Could you reproduce, word for word, everything below from the line containing "27L1 21L2 43L59" down to the line containing "positive clicks: (51, 25) (59, 34) (53, 24)", with both of those lines included and no others?

## RECORDED INFORMATION:
════════════════════

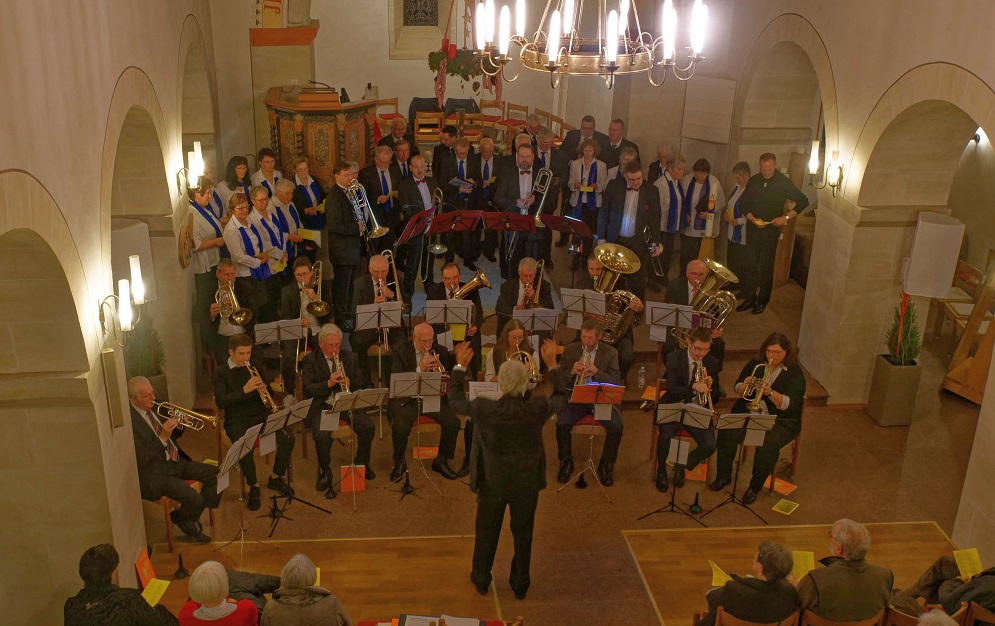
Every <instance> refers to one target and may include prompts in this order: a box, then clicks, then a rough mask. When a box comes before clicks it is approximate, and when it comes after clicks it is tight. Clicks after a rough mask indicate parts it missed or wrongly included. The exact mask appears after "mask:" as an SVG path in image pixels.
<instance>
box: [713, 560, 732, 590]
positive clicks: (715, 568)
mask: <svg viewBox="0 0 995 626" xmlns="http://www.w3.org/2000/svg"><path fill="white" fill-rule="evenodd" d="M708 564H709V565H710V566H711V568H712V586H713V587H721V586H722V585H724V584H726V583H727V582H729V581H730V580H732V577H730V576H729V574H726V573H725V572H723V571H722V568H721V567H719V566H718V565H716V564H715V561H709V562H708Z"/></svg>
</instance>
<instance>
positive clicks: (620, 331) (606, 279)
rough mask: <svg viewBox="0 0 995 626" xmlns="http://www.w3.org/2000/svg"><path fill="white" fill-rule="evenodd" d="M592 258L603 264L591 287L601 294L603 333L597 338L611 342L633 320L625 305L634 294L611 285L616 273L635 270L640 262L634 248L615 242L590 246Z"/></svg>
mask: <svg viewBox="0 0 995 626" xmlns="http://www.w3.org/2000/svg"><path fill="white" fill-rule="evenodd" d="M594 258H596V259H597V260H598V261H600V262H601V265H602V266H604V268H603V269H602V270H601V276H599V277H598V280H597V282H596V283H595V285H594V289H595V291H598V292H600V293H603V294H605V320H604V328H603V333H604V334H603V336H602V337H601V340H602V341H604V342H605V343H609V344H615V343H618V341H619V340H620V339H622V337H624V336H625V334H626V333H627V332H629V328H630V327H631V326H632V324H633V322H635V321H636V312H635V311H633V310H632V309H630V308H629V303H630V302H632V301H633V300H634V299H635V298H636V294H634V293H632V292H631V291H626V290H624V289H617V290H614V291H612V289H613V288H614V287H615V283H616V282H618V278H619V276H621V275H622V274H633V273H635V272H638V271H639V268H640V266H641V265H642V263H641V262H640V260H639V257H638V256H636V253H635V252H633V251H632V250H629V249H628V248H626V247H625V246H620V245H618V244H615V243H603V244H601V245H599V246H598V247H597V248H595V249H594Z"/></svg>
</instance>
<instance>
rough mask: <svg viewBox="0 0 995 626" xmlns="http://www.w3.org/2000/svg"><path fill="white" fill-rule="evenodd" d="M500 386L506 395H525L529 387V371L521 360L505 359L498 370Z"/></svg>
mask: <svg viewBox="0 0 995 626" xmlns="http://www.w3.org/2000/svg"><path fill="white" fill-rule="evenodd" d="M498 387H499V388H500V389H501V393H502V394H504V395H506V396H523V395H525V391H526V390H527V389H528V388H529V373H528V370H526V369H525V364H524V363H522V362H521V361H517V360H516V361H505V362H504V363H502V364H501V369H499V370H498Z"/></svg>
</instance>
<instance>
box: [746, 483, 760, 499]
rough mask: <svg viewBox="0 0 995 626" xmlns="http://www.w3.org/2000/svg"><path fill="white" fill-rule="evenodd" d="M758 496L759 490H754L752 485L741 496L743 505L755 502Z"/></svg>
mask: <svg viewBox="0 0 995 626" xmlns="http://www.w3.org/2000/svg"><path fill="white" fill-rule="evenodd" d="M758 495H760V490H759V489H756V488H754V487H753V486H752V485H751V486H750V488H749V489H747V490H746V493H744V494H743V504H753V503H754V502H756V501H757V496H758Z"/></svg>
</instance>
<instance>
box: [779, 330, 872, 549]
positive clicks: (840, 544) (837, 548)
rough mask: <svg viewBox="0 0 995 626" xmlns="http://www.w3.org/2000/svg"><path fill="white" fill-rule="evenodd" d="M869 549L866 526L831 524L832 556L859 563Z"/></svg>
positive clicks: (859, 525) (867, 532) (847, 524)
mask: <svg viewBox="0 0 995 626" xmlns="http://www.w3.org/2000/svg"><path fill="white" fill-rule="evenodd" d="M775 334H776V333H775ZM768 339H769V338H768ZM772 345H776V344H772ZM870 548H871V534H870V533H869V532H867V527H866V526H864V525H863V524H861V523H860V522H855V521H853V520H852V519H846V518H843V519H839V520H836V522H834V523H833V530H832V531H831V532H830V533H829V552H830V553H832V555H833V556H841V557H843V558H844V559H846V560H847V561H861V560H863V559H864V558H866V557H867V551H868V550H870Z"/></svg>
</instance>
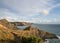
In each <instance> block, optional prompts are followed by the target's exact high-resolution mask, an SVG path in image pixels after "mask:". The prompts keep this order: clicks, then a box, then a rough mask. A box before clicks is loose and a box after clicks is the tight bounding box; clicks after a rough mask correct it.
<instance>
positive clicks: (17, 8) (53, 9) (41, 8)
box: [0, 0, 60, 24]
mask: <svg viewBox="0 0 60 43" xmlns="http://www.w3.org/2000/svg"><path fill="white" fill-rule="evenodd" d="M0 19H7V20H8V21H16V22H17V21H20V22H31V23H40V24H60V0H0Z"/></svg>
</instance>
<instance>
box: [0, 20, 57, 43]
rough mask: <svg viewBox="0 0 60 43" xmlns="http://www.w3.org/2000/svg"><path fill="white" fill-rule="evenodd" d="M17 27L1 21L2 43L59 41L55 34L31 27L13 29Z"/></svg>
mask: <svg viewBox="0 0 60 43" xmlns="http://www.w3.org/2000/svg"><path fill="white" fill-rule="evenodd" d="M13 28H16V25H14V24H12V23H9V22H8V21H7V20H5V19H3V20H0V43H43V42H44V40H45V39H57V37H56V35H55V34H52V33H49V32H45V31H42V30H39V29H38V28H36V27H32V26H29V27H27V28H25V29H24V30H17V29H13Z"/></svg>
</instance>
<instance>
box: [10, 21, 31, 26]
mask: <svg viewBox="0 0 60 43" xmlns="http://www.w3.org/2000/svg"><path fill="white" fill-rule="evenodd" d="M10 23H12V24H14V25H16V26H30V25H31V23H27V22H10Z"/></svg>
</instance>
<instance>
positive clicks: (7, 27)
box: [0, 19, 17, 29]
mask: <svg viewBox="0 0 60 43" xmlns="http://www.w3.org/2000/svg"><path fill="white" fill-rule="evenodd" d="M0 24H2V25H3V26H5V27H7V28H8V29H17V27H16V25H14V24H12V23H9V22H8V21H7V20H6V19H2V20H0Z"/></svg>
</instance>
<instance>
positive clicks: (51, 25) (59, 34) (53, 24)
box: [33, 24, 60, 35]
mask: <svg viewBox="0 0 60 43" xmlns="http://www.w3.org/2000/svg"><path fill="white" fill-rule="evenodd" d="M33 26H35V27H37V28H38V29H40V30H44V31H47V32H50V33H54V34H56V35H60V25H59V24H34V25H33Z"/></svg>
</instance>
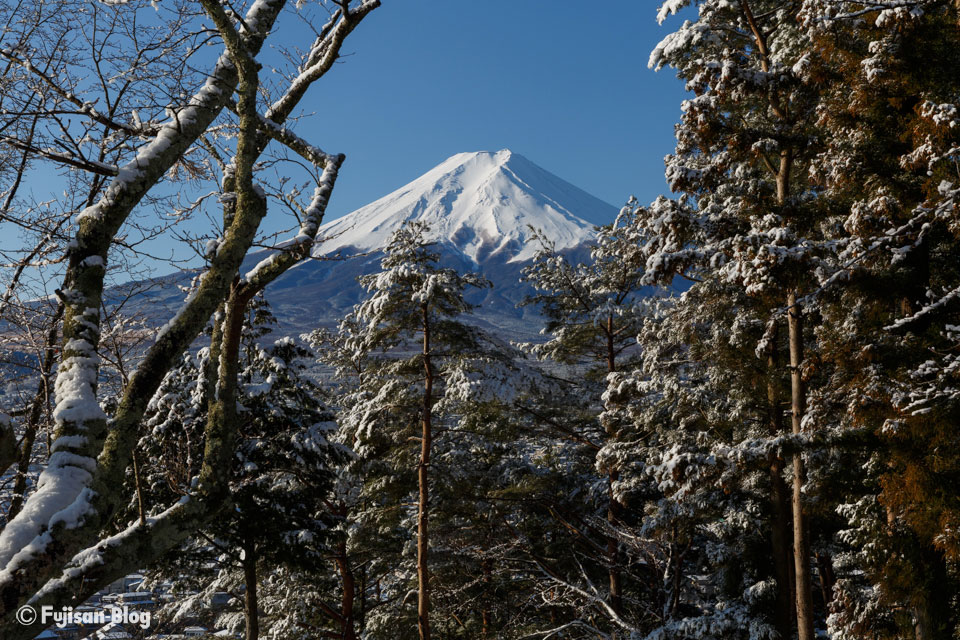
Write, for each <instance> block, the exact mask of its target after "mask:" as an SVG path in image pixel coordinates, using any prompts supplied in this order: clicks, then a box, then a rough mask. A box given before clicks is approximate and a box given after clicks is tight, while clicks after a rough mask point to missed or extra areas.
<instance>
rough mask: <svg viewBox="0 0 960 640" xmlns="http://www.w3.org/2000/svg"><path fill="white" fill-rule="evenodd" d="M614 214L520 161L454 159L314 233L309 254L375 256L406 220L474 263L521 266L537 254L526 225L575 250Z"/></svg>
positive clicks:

════════════════════

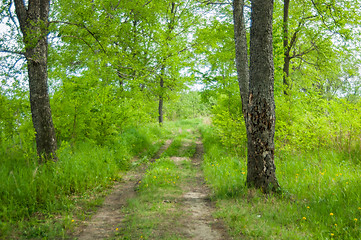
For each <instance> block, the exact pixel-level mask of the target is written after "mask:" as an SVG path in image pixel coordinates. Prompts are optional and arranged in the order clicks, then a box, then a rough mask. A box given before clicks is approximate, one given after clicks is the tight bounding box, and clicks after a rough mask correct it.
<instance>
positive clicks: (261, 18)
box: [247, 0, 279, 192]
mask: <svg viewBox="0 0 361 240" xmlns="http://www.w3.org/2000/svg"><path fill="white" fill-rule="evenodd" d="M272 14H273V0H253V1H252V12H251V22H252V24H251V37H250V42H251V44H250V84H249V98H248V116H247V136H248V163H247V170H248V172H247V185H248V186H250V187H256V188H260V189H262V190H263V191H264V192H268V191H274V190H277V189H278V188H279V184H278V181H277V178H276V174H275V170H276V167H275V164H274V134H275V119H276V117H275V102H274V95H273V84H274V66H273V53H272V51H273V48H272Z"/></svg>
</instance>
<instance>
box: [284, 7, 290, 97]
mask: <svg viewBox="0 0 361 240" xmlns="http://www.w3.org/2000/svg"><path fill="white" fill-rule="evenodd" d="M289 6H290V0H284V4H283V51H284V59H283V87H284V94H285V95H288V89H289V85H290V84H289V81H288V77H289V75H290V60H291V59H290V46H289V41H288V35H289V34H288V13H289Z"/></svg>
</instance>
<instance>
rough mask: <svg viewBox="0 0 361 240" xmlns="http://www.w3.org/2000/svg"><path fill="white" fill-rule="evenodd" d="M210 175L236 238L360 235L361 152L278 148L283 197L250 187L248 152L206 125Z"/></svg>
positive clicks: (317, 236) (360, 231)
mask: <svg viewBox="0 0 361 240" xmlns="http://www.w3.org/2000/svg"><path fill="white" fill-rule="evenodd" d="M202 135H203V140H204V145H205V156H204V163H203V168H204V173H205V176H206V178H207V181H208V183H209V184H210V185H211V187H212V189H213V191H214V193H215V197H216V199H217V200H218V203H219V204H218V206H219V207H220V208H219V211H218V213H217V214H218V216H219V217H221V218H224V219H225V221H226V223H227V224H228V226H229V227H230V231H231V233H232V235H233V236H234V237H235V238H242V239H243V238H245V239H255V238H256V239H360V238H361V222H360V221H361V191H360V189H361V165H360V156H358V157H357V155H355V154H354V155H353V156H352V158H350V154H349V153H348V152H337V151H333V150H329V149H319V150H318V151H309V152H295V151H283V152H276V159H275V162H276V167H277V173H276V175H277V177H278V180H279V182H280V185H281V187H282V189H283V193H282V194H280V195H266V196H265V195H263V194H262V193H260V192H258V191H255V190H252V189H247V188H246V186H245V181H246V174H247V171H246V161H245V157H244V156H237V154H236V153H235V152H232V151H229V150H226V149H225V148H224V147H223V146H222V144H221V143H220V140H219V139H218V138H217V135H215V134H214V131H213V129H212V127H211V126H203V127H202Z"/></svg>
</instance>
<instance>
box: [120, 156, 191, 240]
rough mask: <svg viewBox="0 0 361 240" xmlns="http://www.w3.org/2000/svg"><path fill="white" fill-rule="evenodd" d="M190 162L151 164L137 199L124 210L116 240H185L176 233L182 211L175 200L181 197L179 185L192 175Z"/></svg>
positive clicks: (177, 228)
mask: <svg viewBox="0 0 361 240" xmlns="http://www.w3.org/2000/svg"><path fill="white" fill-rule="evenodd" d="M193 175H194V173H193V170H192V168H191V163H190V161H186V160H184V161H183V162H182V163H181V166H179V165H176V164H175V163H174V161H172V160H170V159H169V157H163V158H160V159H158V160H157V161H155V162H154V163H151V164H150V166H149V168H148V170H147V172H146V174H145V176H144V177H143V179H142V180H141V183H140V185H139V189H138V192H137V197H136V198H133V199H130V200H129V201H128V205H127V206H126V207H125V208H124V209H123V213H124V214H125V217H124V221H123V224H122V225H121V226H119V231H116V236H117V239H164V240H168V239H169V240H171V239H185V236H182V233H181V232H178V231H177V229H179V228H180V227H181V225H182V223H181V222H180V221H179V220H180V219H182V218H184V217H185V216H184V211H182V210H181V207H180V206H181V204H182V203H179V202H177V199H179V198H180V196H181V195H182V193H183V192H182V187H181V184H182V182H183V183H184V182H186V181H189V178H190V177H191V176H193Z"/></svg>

════════════════════

## ANSWER SPACE:
rough mask: <svg viewBox="0 0 60 43" xmlns="http://www.w3.org/2000/svg"><path fill="white" fill-rule="evenodd" d="M17 27L1 21L2 43L59 41L55 34L31 27L13 29Z"/></svg>
mask: <svg viewBox="0 0 60 43" xmlns="http://www.w3.org/2000/svg"><path fill="white" fill-rule="evenodd" d="M13 28H16V25H14V24H12V23H9V22H8V21H7V20H5V19H3V20H0V43H43V42H44V40H45V39H57V37H56V35H55V34H52V33H49V32H45V31H42V30H39V29H38V28H36V27H32V26H29V27H27V28H25V29H24V30H17V29H13Z"/></svg>
</instance>
<instance>
box: [10, 21, 31, 26]
mask: <svg viewBox="0 0 60 43" xmlns="http://www.w3.org/2000/svg"><path fill="white" fill-rule="evenodd" d="M10 23H12V24H14V25H16V26H30V25H31V23H27V22H10Z"/></svg>
</instance>
<instance>
positive clicks: (7, 27)
box: [0, 19, 17, 29]
mask: <svg viewBox="0 0 60 43" xmlns="http://www.w3.org/2000/svg"><path fill="white" fill-rule="evenodd" d="M0 24H2V25H3V26H5V27H7V28H8V29H17V27H16V25H14V24H12V23H9V22H8V21H7V20H6V19H2V20H0Z"/></svg>
</instance>
<instance>
positive clicks: (51, 25) (59, 34) (53, 24)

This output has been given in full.